(Items from a data source)
____

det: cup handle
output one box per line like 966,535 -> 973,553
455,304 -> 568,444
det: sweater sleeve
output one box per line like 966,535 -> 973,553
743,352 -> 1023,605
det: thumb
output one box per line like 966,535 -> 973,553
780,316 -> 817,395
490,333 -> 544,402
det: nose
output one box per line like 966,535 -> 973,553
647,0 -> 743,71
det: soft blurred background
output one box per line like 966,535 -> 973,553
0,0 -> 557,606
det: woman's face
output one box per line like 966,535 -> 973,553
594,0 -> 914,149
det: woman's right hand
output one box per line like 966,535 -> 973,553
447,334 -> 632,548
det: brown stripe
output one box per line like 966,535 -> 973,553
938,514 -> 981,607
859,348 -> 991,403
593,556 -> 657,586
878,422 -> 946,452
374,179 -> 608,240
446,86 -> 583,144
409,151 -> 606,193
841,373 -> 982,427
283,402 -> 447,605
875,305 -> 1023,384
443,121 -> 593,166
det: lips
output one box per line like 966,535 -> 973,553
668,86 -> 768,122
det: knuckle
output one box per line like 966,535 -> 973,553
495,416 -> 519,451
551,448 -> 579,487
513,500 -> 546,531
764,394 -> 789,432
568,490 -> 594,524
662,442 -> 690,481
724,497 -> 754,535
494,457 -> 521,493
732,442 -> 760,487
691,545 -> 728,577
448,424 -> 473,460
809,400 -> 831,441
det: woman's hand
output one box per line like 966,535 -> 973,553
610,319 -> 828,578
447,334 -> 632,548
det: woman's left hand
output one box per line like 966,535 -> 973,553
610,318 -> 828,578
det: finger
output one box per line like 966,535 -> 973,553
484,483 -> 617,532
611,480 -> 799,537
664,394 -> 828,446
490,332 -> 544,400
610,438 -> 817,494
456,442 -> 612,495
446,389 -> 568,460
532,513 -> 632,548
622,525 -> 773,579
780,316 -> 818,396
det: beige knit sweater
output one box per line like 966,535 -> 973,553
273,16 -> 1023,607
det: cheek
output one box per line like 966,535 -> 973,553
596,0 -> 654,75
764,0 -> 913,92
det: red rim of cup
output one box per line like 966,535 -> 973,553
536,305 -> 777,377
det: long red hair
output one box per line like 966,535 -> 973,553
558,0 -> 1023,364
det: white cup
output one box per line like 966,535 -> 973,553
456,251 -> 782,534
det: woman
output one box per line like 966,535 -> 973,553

____

**The request**
Rewrite the stretch from the line containing "det: soft blurred background" through the line containing "443,121 -> 593,166", swapping "brown stripe" for "dark stripe" and changing nothing else.

**Answer for this exercise**
det: soft blurred background
output one box per line like 966,535 -> 973,553
0,0 -> 557,606
det: woman's face
output one box per line like 966,535 -> 973,553
594,0 -> 914,149
det: woman's right hand
output one box per line like 966,535 -> 973,553
447,334 -> 632,548
det: dark stripe
output one box per line like 966,535 -> 973,553
938,514 -> 981,607
859,348 -> 991,403
593,556 -> 657,586
878,422 -> 946,452
374,179 -> 608,240
446,86 -> 583,144
409,151 -> 606,193
841,373 -> 982,427
283,402 -> 447,605
875,305 -> 1023,384
443,121 -> 593,166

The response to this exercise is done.